**To do**
How many lines of the entries below include the word "table"? Answer with the number alone.

[Data supplied Boundary: Start]

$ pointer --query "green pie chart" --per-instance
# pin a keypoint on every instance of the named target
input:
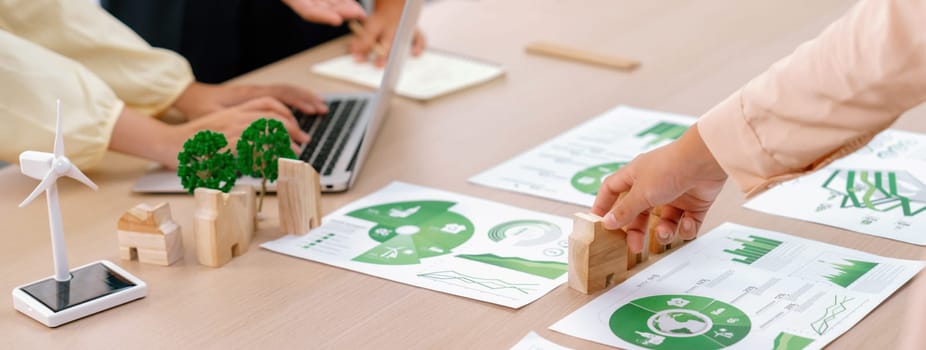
(589, 180)
(410, 231)
(680, 322)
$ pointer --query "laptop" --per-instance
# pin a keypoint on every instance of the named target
(342, 138)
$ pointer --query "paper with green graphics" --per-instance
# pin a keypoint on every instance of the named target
(442, 241)
(739, 287)
(879, 190)
(571, 166)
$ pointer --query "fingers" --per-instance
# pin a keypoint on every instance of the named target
(386, 41)
(271, 108)
(331, 12)
(668, 224)
(635, 241)
(636, 231)
(303, 100)
(268, 104)
(418, 44)
(363, 42)
(690, 224)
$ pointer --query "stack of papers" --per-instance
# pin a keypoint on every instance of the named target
(430, 75)
(743, 287)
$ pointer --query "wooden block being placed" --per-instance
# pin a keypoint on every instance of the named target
(580, 55)
(597, 256)
(150, 235)
(250, 202)
(299, 197)
(224, 224)
(600, 258)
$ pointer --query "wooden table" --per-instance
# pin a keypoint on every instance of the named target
(694, 53)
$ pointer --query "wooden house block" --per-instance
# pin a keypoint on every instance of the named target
(600, 258)
(224, 224)
(299, 197)
(250, 200)
(150, 235)
(596, 255)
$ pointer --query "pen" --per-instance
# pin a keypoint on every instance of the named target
(357, 29)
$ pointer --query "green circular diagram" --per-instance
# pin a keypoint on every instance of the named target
(680, 322)
(411, 231)
(590, 179)
(525, 232)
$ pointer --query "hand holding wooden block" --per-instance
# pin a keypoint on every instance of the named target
(596, 255)
(600, 258)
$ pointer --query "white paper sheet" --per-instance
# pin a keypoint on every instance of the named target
(433, 74)
(570, 167)
(878, 190)
(742, 288)
(442, 241)
(533, 341)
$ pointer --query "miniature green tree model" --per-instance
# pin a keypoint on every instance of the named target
(263, 143)
(204, 164)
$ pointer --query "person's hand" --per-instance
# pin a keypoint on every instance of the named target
(202, 99)
(379, 29)
(682, 177)
(140, 135)
(333, 12)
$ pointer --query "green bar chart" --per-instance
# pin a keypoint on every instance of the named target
(664, 131)
(848, 272)
(751, 248)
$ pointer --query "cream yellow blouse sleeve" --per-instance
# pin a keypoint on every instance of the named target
(73, 50)
(826, 99)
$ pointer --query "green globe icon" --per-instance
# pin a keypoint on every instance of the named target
(679, 322)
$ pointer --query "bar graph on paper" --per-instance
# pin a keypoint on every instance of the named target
(879, 190)
(848, 272)
(751, 249)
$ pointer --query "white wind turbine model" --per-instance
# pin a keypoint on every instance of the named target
(68, 295)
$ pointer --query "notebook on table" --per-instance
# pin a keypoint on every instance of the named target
(432, 74)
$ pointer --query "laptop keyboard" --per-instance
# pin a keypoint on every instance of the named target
(329, 133)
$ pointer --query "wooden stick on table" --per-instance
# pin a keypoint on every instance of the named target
(567, 52)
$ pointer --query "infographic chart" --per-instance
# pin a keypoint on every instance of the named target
(571, 167)
(878, 190)
(743, 288)
(441, 241)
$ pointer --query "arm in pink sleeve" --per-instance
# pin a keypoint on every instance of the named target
(826, 99)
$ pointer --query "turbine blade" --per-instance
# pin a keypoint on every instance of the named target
(59, 136)
(49, 180)
(35, 164)
(75, 174)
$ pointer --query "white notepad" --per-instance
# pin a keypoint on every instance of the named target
(430, 75)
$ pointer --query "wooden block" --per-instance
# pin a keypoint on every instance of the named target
(600, 258)
(224, 224)
(150, 235)
(250, 203)
(299, 197)
(597, 256)
(572, 53)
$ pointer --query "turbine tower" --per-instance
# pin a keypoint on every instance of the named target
(69, 294)
(48, 167)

[Data supplied Boundary: End]

**Your solution**
3